文書の抜粋 =>
----

くだらない事をうだうだと書ける今日という日に、心から感謝。


今年は東京タワーもスカイツリーも

新しくなった歌舞伎座もじっくり眺める余裕がなく、



つまりは「楽しく走れなければ損なレース」であるはずの

東京マラソンなのに、楽しんで走る余裕もとっくに尽きてしまい、



築地→佃大橋(月島)→豊洲→東雲と、だんだん狭まる視界と

薄れ行く意識の中でフラフラと尻すぼみな終盤を迎えてしまった。



時計はギリギリ、グロスでサブ4のペース。


東京マラソンのような規模の大きいレースには

市民ランナーのタイム設定の目安となる「ペースセッター」と

呼ばれる人が一緒に走ってくれる。


胸のビブスには「4:00」「5:00」といった時間の表示があり、

例えば「4:00」の人に最後までついていけば、ゴールタイムが

ちょうど4時間となるようにセッターが先導してくれるのだ。


つまり、4時間のセッターより前でゴールした人は

グロス(号砲からのタイム)でサブ4の記録となる。


前方のブロックでスタートしたので

4時間のセッターを後ろに置いてずっと走ってきたのだが、

疲れすぎてセッターの存在など忘れてしまっており、



40kmの給水テーブル、スポーツドリンクを2杯飲んだところで

私の傍らを4時間のセッターが追い抜いていったことにも

まったく気づかなかった。




残り約1.5km。



沿道がやけに騒がしい・・・。



「サブ4いける!」「4時間切れるよ!」といった声は

分かるのだが、そのトーンがかなり鋭く、激しい。

----

提供された項目 =>

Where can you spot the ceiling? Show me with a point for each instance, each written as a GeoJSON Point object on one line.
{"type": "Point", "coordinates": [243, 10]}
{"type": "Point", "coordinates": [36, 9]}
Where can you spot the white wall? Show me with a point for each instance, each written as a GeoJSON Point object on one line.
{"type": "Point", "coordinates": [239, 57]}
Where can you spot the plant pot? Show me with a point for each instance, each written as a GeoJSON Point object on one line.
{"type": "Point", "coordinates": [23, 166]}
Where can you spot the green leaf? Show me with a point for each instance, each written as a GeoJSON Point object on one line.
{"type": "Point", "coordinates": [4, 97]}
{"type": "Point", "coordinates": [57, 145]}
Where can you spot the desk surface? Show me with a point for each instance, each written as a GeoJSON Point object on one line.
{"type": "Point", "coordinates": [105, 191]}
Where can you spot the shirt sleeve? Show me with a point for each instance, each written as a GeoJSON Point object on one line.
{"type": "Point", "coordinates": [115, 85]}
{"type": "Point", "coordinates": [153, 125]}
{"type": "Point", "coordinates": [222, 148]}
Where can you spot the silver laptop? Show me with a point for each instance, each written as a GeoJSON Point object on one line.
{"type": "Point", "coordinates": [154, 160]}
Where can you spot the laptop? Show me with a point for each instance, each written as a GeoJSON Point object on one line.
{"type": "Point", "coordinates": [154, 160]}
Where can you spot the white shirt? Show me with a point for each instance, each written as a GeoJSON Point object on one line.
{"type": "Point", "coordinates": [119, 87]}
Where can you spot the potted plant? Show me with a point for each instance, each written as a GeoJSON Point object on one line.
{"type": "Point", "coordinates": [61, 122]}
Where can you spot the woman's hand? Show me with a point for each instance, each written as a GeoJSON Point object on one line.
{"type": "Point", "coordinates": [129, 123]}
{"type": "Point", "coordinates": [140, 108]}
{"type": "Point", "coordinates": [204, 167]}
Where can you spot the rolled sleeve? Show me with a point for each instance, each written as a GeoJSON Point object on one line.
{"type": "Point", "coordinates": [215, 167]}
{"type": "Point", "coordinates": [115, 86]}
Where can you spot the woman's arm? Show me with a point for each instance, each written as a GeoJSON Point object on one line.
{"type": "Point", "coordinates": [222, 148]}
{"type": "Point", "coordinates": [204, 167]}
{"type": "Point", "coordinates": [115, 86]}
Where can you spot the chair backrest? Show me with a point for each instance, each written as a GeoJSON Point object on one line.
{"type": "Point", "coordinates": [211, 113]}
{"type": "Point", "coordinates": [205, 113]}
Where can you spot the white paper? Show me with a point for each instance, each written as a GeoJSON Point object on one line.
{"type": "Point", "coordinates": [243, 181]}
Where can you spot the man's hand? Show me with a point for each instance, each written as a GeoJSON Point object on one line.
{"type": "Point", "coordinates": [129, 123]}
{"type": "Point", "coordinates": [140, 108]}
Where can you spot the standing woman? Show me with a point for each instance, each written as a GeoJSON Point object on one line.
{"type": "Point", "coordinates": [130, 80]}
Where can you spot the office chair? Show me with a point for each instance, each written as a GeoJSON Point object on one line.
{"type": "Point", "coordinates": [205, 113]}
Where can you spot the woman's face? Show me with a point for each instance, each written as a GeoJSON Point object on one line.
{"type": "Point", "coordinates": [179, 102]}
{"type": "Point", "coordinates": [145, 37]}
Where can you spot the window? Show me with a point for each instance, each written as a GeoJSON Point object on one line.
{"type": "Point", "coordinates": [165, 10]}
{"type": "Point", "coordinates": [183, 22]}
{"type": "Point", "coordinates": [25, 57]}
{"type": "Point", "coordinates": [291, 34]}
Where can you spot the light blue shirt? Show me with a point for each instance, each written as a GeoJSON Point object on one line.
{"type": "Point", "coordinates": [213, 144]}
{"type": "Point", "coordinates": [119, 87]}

----

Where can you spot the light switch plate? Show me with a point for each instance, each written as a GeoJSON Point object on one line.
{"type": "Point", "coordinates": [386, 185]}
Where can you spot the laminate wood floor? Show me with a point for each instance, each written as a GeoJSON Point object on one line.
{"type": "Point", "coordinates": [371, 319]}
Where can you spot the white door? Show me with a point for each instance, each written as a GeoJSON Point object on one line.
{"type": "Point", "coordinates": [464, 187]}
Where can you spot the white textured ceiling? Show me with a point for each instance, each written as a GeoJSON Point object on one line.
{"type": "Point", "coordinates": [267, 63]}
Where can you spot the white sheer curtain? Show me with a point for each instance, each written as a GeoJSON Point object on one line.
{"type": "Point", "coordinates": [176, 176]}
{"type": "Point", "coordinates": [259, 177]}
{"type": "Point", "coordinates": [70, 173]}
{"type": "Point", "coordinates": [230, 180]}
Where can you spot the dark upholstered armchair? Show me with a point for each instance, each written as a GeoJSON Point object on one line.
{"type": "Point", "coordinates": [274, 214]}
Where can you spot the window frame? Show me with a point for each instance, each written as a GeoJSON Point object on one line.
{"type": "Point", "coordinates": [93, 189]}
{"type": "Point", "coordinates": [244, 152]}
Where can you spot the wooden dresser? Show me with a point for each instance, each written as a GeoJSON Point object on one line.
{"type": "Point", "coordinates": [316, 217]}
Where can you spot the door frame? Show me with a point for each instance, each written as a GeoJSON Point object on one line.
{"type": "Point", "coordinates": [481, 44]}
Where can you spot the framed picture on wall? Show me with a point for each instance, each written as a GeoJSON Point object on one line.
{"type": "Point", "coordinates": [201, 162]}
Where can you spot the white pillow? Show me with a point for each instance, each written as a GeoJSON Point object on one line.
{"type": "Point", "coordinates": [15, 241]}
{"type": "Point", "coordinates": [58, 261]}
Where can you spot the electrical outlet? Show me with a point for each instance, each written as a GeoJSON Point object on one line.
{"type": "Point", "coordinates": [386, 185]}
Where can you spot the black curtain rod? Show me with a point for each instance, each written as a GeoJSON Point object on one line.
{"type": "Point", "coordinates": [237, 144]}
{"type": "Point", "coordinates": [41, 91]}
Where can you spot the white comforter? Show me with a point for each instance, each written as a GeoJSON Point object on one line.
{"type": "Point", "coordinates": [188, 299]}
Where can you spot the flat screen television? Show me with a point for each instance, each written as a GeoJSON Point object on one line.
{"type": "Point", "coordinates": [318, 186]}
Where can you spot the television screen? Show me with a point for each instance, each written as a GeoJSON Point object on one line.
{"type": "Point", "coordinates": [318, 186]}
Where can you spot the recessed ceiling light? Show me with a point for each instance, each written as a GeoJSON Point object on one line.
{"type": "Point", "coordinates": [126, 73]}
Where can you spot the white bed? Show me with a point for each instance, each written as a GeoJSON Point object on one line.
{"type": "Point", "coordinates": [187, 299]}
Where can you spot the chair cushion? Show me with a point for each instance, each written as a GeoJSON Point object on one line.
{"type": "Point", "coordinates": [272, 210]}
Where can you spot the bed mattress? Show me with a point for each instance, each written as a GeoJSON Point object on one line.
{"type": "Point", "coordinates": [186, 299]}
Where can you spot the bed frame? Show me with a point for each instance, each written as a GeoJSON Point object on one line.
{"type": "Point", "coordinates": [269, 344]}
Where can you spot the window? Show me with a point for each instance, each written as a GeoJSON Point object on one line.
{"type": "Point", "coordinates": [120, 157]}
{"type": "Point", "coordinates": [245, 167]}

----

課題 =>
1. 東京マラソンの文章で、4時間のペースセッターが筆者を追い抜いていったのはどこですか。
2. 東京マラソンの文章のうち、「東京マラソンのような規模の大きいレースには」で始まり「ちょうど4時間となるようにセッターが先導してくれるのだ。」まで続く部分を、一字一句変えずに打ち直してください。
3. 東京マラソンの文章を、最後の文の後から書き継いでください。
項目はこの作業には関係しません。

解答一覧 =>
1. 40kmの給水テーブルです。

2.
東京マラソンのような規模の大きいレースには

市民ランナーのタイム設定の目安となる「ペースセッター」と

呼ばれる人が一緒に走ってくれる。


胸のビブスには「4:00」「5:00」といった時間の表示があり、

例えば「4:00」の人に最後までついていけば、ゴールタイムが

ちょうど4時間となるようにセッターが先導してくれるのだ。

3.
大声で叫んでいる人もいる。

悲壮感まで漂う声援も聞こえる。



その理由は、最後の有明の上り坂の途中にいた

嫁の叫び声を聞いてもまだピンとこなかった。



後で聞けば、途中の地点では4時間セッターがかなり後ろに

いたのに、残り1kmあまりで抜かれていたのを見てびっくりした

という。



セッターに抜かれ、このままでは4時間を超えてしまうことを

自覚したのは、その先にいた男性の言葉だった。




「追え!前を追うんだ!!」



これはハッキリと聞こえた。


残り1kmでやっと目が覚め、前のセッターを探した。




残り600。有明駅の手前・・・いた。


ペースが速い。

というか自分のペースがかなり落ちていたことに気がつく。


ギアをもう1段・・・入った。なんとか入った。

セッターに追いつき、そのまま追い抜いた。

ついでに抜かれ続けた周りのランナーも抜き返した。



このままビッグサイトまで。なんとかサブ4は死守できそう。

最後の直線。フィニッシュが遠くに見える。



42km通過。

41~42kmのラップが、5:08。このレースのベストになった。

自分にはこういう形でのスパートしか掛けられない。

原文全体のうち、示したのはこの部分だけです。